## Task description
Rewrite the lines below as a JSON list of strings, with one string for each line and no blank lines. Leave the pictures out.

========================================

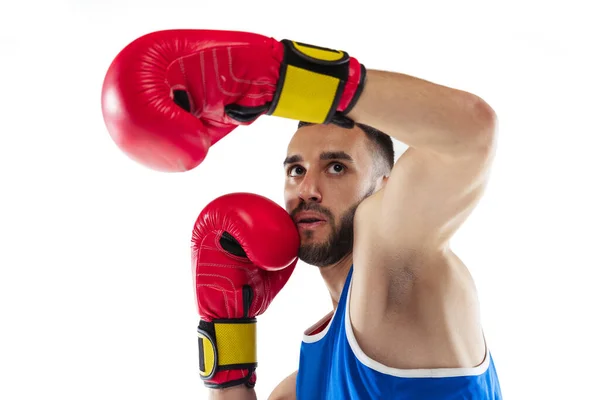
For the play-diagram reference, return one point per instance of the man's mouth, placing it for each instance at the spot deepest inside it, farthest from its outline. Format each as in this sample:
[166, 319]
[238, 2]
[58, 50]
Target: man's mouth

========================================

## Output
[
  "For the play-diagram reference, return one point per instance of the man's mouth, placing it for each instance at the spot deepest inside it, farthest from its outline. Format each as in this sample:",
  "[166, 319]",
  "[238, 2]",
  "[58, 50]",
  "Target: man's mouth"
]